__PROBLEMS AND TASKS__:
A: Answer these questions from the text on Nikon:
(i) Who was appointed guardian of the vacant see?
(ii) For how many years did Nikon keep up the contest?
(iii) Who presided over the board of bishops that governed the Church?
B: Please turn the paragraph of the Nikon text that begins "Boyars and bishops" into a short list that keeps its main facts.
C: List every person named in the Nikon text.

__TEXT EXCERPT__:

The sacrifice thus made in anger he sorely repented, and would fain have recalled, but it was too late; the see was declared vacant, his enemy, Pitirim of Novgorod, appointed its guardian, and Nikon was left in solitude to brood over his disgrace.

Boyars and bishops, rejoicing in their liberation from his intolerable domineering, leagued together to complete his downfall. Fearing the influence of his personal intercession with the tsar, in whose heart there yet lurked some tenderness for his former friend, they prevented any interview, save in their presence; they baited and worried the hasty, impetuous priest to fresh bursts of violence and temper; his private papers were seized for proof of undue assumption of authority and dignity; he was accused of repeating the one hundred and ninth psalm in his daily convent service, and of directing its curses against the tsar; his indignant denials, his fierce invective, his vehement vindication of his acts and the recital of his wrongs, were made fresh pretexts for denunciation. For eight years Nikon maintained the contest, with unabated energy and independence; his spirit was not dismayed, nor his courage daunted; he anathematized his adversaries for his personal insults and injuries, but, more than all, for the scandal brought upon the Church; he loudly asserted his loyalty, and declared, "I have not cursed the tsar, but I have cursed you, ye noble prelates of the Church; and, if you care to hear it, I will have the same words sung over again in your ears." He could not forget that he had been, and, save for his own rash act, was still patriarch of Russia, and he refused, by deed or word, to recognize any successor; meanwhile the government of the Church was intrusted to a board of bishops, presided over by Paisius Ligarides, a Greek prelate, whom Nikon had befriended in former years, but who was now his bitter enemy.

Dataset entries
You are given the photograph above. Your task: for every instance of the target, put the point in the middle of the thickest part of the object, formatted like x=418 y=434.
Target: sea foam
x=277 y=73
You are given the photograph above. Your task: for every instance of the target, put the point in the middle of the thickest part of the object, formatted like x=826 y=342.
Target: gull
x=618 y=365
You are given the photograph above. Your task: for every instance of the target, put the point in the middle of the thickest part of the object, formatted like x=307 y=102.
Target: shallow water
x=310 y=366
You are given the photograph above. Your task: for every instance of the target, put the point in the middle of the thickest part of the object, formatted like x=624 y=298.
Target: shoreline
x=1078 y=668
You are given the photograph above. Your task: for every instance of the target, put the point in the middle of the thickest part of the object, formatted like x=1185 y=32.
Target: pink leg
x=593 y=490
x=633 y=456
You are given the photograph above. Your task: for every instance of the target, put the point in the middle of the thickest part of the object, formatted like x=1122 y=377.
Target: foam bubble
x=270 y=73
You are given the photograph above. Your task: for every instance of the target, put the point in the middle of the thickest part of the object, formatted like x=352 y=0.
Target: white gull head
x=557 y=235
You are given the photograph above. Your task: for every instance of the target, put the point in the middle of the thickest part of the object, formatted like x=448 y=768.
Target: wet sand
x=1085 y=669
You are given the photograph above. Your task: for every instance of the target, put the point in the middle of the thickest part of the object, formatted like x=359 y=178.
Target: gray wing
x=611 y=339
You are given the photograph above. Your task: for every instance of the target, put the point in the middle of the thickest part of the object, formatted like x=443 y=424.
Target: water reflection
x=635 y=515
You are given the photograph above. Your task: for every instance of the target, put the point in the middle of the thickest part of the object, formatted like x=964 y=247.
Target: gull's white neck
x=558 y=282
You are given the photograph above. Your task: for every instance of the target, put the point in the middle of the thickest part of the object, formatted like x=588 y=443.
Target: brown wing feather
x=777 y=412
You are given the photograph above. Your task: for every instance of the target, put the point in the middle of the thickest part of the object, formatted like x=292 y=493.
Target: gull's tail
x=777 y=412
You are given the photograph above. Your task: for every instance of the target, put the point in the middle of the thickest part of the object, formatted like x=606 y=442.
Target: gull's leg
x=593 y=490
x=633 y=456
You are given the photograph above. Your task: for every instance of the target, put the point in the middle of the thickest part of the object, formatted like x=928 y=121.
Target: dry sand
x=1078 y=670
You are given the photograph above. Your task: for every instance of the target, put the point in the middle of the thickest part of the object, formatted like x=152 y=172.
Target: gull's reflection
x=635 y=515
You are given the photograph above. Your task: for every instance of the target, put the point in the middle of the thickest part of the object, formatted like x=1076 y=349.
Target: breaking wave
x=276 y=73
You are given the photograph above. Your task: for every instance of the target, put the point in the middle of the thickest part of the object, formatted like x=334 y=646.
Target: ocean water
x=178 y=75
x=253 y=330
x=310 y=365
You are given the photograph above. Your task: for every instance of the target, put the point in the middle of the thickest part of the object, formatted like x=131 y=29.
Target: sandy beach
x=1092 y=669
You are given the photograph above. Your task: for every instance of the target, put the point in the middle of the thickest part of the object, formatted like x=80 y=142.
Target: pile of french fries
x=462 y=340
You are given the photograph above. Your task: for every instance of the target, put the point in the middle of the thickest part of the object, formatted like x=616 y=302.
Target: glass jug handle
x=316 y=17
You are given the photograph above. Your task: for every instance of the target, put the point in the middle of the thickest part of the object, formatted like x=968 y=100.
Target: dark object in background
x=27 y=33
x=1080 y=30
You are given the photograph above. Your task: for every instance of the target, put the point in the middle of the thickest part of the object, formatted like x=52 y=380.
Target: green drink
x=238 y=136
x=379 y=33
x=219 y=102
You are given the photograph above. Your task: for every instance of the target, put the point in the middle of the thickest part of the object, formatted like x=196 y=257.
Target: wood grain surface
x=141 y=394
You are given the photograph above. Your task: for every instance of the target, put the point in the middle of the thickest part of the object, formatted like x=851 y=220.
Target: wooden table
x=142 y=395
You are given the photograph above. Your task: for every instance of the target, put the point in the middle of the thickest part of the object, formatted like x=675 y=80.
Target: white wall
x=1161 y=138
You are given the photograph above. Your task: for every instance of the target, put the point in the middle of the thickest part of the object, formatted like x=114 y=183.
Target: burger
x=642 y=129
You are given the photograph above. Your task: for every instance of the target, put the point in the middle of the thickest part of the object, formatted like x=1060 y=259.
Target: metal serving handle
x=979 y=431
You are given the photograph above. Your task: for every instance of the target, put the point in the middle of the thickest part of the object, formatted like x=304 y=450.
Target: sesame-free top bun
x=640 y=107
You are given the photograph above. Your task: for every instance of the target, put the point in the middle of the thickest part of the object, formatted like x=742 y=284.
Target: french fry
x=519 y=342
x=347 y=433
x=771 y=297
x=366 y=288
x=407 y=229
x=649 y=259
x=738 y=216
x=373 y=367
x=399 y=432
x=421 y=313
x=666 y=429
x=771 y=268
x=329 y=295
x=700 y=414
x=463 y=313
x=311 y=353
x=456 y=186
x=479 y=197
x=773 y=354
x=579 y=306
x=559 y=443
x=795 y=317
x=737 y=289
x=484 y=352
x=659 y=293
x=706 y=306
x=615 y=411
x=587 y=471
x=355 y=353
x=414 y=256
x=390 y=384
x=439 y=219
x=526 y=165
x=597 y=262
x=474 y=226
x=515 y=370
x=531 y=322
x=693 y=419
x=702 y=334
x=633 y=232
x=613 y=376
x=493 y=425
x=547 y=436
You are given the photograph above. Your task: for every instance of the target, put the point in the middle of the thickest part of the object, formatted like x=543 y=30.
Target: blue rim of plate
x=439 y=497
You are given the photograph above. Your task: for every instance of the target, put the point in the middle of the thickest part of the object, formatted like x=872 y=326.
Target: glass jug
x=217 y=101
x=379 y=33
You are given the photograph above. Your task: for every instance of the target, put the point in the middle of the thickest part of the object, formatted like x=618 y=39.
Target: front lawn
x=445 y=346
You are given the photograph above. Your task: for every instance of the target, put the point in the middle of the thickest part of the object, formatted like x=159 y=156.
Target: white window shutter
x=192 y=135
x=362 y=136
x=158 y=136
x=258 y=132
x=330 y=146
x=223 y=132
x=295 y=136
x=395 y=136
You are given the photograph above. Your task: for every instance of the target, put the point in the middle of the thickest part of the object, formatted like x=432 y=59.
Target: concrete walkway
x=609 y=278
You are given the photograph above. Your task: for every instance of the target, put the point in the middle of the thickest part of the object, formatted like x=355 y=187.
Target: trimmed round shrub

__RESPONSES FOR EACH TASK__:
A:
(i) Pitirim of Novgorod
(ii) Eight years
(iii) Paisius Ligarides, a Greek prelate

B:
- Boyars and bishops, glad to be free of Nikon's domineering, joined forces to complete his downfall.
- Because the tsar still felt some tenderness for Nikon, they allowed no meeting between the two except in their presence.
- They goaded Nikon into fresh outbursts and seized his private papers as proof that he had assumed undue authority.
- They accused him of reciting the one hundred and ninth psalm daily and aiming its curses at the tsar. His denials and protests became new grounds for denouncing him.
- For eight years Nikon fought on undaunted. He cursed his adversaries, especially for the scandal they brought on the Church, and insisted he had cursed them, not the tsar.
- He refused to recognize any successor as patriarch.
- Meanwhile a board of bishops governed the Church. It was headed by Paisius Ligarides, a Greek prelate whom Nikon had once befriended and who had become his bitter enemy.

C:
- Nikon
- Pitirim of Novgorod
- Paisius Ligarides